<<<<
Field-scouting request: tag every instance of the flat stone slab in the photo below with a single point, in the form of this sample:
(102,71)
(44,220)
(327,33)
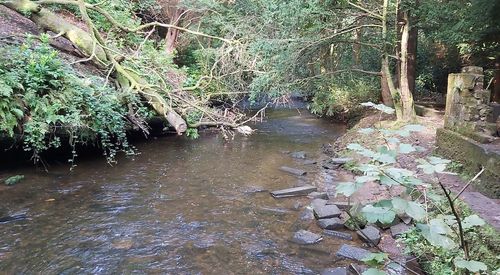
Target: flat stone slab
(309,162)
(325,211)
(306,237)
(398,229)
(340,204)
(370,234)
(294,192)
(334,271)
(293,171)
(352,252)
(338,234)
(299,155)
(340,161)
(331,223)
>>>>
[Required work]:
Could you restate the entries word for word, skipping any pictures?

[Response for this exercise]:
Field-scouting request: tag every instance of the flat stone slab in the photo below with a single point, in the form of this sample:
(102,71)
(44,220)
(327,33)
Target: flat stone slab
(309,162)
(325,211)
(306,237)
(398,229)
(340,204)
(370,234)
(294,192)
(334,271)
(293,171)
(352,252)
(338,234)
(299,155)
(340,161)
(331,223)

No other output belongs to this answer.